- [Text provided]

§

Australia’s decades-long run of prosperity has come to an end, with the nation entering an official recession for the first time since the 1990s.
The grim news was confirmed yesterday by Treasurer Josh Frydenberg, after it was revealed coronavirus-fuelled panic buying had failed to save us.
Instead, the Australian economy shrunk by 0.3 per cent over the first three months of the year – the first quarterly contraction since 2011.
As if that wasn’t bad enough, national accounts figures from the Australian Bureau of Statistics also showed annual GDP growth slowed from 2.2 per cent to 1.4 per cent.
And while the technical definition of a recession is two quarters of negative growth in a row, that’s all but certain to occur in the June quarter, meaning the “R” word is now inescapable.
FEELING THE PINCH
They are worrying statistics, and it’s no surprise that households are feeling the strain, with a recent Finder survey revealing more than one in three Aussies don’t feel financially prepared in the current climate.
The overwhelming majority are worried about a lack of savings, with job security and the plunging Australian dollar also causing concern.
Almost a quarter of us have had to defer bills or payments due to the coronavirus crisis, while we’ve upped our savings by 30 per cent compared to the beginning of 2020.
Finder’s money expert Bessie Hassan said families were tightening their belts as almost all of us had been impacted in some way since the crisis began.
“Regardless of your current situation, it’s important to safeguard your financial position however possible – every bit counts,” Ms Hassan said.
RECESSION-PROOF YOUR MONEY
Ms Hassan said many Australians had asked for a rent freeze and applied for benefits such as JobSeeker and JobKeeper – but she warned these measures “won’t last forever”.
Therefore, it’s essential to transfer any spare cash into a buffer account that you can rely on once the Government assistance ends, or your landlord begins charging rent again.
“Make sure you prioritise your buffer account. It’s tempting to go to the pub or eat out now that restrictions are lifting, but recessions can last for a while – you don’t know what might happen down the track,” she said.

§

- [Activities]
**a.** Reproduce the passage of the article on Australia's recession that opens with the words containing "Almost a quarter" and closes with "Ms Hassan said.".
**b.** Answer these questions using the article on Australia's recession:
(i) By what percentage did the Australian economy shrink over the first three months of the year?
(ii) Who confirmed the news of the recession?
(iii) By how much have Australians increased their savings compared to the beginning of 2020?
**c.** Resume the article on Australia's recession from the point where it stops.

§

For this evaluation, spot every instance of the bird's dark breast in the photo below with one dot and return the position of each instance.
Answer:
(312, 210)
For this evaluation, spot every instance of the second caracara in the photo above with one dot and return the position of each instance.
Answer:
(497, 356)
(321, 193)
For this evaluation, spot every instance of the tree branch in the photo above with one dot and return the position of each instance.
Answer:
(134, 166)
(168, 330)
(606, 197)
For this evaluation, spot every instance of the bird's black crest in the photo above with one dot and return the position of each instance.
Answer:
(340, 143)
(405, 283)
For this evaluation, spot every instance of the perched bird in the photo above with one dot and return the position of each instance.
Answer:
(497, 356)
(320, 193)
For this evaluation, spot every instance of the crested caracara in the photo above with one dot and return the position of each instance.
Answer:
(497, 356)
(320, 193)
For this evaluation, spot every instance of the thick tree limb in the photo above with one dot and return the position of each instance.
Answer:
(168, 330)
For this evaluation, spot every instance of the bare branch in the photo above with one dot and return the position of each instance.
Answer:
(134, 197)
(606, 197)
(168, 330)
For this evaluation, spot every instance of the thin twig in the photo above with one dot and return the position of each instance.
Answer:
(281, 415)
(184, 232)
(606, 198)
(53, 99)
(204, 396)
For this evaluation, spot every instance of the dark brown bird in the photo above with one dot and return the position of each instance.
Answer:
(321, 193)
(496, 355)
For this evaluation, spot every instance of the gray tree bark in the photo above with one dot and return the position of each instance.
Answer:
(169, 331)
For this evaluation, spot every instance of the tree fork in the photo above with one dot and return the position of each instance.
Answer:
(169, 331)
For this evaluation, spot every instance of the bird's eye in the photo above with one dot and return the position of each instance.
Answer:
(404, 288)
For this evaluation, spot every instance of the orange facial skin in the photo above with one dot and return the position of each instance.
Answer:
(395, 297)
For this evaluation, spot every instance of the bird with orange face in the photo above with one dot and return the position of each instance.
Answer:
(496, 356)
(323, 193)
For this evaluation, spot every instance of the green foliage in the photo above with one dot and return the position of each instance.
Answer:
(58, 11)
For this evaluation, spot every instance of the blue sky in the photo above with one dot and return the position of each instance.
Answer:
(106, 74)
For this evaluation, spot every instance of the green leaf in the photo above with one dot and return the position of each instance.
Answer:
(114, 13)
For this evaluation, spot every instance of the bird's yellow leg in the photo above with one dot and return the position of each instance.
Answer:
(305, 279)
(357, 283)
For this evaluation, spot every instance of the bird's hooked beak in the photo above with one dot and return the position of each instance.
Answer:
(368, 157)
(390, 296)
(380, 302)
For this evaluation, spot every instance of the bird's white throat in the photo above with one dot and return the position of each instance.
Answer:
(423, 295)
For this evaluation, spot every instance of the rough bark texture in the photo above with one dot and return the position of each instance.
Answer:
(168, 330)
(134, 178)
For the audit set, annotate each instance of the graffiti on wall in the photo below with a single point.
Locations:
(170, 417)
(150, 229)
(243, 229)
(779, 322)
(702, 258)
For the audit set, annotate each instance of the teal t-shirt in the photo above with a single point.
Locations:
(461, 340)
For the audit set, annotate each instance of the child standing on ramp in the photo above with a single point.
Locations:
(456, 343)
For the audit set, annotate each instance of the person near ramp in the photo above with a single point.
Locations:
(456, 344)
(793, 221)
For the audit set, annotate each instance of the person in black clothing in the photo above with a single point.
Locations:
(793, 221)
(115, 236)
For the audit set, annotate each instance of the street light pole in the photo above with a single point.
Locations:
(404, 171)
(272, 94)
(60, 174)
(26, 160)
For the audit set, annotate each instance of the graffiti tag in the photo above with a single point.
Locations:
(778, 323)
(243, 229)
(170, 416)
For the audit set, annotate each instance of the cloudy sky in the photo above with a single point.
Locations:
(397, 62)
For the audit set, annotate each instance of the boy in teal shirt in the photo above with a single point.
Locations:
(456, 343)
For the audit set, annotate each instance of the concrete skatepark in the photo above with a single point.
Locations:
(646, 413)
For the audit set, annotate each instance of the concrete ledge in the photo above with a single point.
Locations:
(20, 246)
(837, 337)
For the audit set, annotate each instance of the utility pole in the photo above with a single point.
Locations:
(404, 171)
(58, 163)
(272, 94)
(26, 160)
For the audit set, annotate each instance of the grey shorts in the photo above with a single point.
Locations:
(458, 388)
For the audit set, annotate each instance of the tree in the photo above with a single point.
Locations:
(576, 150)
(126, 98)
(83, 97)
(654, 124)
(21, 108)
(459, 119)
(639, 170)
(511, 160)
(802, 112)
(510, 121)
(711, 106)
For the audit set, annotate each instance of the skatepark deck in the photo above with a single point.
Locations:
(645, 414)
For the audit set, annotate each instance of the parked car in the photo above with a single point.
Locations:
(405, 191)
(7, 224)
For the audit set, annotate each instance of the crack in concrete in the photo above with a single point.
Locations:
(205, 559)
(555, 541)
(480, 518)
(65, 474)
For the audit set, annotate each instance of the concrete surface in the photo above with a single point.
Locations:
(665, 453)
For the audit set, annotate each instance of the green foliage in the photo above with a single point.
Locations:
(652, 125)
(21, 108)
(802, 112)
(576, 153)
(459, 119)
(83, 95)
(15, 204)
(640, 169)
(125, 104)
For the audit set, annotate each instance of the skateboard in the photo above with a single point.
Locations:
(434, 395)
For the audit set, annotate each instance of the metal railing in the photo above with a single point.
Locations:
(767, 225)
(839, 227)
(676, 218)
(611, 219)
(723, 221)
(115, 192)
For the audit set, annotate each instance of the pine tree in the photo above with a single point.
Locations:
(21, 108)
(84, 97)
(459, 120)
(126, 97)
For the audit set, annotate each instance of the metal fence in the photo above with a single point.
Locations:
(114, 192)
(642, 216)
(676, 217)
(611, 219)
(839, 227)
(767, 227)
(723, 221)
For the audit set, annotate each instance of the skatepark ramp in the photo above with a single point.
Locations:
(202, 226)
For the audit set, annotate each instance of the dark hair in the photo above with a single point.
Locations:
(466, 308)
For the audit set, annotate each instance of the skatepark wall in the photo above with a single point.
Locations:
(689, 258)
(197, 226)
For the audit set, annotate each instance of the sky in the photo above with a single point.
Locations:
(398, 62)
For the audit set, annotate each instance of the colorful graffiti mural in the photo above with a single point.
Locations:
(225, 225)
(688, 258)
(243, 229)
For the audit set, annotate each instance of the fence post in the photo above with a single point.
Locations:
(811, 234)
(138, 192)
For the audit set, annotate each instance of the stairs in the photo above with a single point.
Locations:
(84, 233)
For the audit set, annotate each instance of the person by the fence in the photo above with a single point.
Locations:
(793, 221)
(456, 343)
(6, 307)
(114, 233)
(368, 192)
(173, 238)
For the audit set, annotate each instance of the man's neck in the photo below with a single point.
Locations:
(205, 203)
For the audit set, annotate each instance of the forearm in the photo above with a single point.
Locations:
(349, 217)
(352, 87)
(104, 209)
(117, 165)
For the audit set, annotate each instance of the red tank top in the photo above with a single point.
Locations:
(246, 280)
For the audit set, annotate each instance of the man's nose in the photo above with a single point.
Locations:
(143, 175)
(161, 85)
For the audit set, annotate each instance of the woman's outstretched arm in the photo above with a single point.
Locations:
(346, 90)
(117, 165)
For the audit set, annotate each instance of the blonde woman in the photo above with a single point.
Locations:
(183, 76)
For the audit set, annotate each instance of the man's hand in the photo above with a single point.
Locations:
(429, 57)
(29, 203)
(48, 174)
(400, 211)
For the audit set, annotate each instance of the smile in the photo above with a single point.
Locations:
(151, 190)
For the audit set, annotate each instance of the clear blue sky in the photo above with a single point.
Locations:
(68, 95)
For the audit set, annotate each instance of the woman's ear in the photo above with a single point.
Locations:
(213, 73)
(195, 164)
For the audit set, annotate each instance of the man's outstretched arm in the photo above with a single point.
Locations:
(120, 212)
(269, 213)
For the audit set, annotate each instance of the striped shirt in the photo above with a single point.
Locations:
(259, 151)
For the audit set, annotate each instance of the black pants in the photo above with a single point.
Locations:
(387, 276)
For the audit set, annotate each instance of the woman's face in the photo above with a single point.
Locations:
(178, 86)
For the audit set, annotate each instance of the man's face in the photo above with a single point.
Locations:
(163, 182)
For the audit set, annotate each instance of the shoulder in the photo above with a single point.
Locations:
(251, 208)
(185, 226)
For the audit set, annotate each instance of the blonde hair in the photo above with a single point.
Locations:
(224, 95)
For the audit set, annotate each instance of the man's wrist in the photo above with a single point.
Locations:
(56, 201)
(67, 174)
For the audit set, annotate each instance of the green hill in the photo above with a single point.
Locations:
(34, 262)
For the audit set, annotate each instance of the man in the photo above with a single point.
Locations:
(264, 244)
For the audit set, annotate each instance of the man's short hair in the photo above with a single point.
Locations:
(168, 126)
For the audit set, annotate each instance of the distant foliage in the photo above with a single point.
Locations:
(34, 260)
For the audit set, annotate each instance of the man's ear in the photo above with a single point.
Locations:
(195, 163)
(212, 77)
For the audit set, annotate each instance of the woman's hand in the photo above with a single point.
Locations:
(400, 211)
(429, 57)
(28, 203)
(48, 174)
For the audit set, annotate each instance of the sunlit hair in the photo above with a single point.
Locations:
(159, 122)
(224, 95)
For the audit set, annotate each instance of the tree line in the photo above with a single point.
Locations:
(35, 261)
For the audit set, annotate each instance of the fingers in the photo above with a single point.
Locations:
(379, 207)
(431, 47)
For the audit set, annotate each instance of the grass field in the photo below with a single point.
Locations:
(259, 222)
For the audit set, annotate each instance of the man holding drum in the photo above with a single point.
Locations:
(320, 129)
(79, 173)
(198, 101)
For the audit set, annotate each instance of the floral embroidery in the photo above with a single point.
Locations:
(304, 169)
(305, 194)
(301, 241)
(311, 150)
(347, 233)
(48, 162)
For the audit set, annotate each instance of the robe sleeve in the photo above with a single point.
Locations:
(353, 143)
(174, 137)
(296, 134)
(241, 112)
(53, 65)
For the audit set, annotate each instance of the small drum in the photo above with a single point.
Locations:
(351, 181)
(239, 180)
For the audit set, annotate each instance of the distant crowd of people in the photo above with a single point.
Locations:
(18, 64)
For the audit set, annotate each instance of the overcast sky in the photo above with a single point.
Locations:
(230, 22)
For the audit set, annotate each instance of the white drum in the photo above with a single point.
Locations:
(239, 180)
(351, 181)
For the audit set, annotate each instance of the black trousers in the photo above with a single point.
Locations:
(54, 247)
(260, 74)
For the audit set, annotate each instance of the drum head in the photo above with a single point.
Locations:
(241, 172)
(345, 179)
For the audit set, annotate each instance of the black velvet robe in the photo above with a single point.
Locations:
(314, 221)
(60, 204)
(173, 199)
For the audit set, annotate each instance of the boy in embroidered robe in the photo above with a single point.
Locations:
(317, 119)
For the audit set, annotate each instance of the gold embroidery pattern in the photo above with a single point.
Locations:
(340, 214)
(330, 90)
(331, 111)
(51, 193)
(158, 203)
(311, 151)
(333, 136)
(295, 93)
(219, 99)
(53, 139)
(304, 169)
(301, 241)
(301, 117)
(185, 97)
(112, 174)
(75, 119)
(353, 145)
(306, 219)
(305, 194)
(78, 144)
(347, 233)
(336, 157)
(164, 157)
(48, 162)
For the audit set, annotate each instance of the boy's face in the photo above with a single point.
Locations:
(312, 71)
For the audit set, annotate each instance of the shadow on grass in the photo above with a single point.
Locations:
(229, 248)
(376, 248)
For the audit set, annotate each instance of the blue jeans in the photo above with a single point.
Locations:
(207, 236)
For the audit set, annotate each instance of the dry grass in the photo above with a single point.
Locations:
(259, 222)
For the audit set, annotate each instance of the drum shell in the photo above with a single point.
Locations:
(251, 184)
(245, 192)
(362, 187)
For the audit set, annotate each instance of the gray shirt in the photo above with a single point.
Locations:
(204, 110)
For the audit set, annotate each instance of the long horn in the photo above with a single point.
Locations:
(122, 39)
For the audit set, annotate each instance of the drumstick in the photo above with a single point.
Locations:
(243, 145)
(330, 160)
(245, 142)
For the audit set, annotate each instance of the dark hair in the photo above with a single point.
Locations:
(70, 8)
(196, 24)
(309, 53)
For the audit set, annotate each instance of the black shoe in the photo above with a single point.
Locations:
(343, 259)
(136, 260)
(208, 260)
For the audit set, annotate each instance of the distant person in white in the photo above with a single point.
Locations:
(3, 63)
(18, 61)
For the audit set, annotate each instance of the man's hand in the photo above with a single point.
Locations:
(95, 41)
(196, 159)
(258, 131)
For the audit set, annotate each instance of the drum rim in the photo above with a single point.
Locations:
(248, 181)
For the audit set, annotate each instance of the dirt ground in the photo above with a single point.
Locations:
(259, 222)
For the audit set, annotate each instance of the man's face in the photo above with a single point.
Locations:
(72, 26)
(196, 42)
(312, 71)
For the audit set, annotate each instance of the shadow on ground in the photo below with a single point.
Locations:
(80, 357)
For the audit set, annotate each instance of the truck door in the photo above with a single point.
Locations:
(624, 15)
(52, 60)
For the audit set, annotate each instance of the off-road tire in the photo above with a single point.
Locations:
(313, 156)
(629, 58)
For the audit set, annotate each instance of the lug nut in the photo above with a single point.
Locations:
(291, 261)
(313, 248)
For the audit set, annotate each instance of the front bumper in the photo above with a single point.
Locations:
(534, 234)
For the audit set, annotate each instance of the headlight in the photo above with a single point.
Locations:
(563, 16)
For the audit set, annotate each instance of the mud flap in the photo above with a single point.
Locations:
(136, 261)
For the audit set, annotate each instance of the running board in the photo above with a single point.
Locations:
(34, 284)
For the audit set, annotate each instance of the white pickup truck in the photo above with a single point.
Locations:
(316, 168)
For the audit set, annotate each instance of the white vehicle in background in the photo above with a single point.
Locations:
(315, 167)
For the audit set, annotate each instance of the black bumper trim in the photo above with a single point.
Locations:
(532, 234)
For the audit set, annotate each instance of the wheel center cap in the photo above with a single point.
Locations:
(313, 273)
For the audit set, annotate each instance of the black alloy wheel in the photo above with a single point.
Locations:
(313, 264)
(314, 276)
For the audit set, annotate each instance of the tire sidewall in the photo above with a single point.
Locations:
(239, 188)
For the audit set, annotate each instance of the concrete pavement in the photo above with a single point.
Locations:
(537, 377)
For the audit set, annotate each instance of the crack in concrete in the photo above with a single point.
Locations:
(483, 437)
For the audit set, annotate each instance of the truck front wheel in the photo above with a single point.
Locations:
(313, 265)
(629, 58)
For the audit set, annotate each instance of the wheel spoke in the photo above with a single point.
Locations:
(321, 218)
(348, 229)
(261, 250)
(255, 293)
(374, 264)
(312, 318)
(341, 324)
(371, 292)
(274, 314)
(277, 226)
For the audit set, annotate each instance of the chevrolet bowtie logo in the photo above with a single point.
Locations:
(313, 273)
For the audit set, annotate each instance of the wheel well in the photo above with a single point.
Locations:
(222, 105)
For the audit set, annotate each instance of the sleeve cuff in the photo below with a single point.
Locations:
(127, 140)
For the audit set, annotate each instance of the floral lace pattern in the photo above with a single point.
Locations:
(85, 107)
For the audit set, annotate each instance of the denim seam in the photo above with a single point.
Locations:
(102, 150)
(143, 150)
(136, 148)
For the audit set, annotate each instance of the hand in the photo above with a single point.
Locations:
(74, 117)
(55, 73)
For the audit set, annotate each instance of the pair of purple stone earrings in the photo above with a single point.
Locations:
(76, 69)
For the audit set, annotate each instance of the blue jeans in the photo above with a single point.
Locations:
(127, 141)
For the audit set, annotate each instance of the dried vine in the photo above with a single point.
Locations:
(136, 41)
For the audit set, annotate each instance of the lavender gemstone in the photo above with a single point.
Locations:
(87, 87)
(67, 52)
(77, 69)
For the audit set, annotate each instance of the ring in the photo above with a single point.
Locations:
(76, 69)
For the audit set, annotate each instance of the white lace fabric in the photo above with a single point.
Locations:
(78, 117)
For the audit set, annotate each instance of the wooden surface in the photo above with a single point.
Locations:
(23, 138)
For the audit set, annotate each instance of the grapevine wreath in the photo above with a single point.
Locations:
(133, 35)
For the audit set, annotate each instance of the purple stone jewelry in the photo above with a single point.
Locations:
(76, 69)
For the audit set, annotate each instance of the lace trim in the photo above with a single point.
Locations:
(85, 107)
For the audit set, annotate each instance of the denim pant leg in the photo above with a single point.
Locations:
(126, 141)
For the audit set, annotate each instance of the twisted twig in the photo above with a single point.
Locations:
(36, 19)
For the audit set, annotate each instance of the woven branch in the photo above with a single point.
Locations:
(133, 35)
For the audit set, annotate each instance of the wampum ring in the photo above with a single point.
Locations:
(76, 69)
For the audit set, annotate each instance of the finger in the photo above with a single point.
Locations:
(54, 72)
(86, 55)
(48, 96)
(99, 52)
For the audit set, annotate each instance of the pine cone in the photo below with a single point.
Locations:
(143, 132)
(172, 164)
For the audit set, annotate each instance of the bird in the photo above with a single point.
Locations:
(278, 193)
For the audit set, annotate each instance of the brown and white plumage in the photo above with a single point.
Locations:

§

- [Expected results]
**a.**
Almost a quarter of us have had to defer bills or payments due to the coronavirus crisis, while we’ve upped our savings by 30 per cent compared to the beginning of 2020.
Finder’s money expert Bessie Hassan said families were tightening their belts as almost all of us had been impacted in some way since the crisis began.
“Regardless of your current situation, it’s important to safeguard your financial position however possible – every bit counts,” Ms Hassan said.

**b.**
(i) 0.3 per cent
(ii) Treasurer Josh Frydenberg
(iii) 30 per cent

**c.**
That sentiment was echoed by Dominic Beattie, editor of online financial resource Savings.com.au, who told news.com.au people should build up an emergency savings fund that would cover three to six months’ worth of bills if you experience sudden hardship.
And if you do have savings stashed away, make sure you are getting a competitive interest rate.
“Both AMP and Macquarie Bank are offering 2.26 per cent per annum and Rabobank is also offering up to 2.25 per cent per annum,” Ms Hassan said.
Both Ms Hassan and Mr Beattie said as housing was one of the biggest expenses most of us faced, now was the time to look into your options.
“If your lease is due to expire soon, consider moving to a cheaper property. Rental prices have fallen significantly during the pandemic, and you can save a small fortune by relocating. Consider moving into a sharehouse to split the rent even further,” Ms Hassan said.
“If you’re a homeowner, refinancing to a lower interest rate can save you thousands of dollars over the life of your loan by lowering your monthly or fortnightly repayments.
“If you’ve been paying above the minimum repayment amount, you may also have the option to access redraw. This can help to free up cashflow if you’re falling behind on your bills.”
Mr Beattie went a step further, and said Aussies shouldn’t be afraid to downsize, or sell their home and rent temporarily.
“People in a really tough scenario who may have just lost their job might be finding it hard to keep up with their home loan repayments. You don’t want to be defaulting on your loan at the moment,” he said.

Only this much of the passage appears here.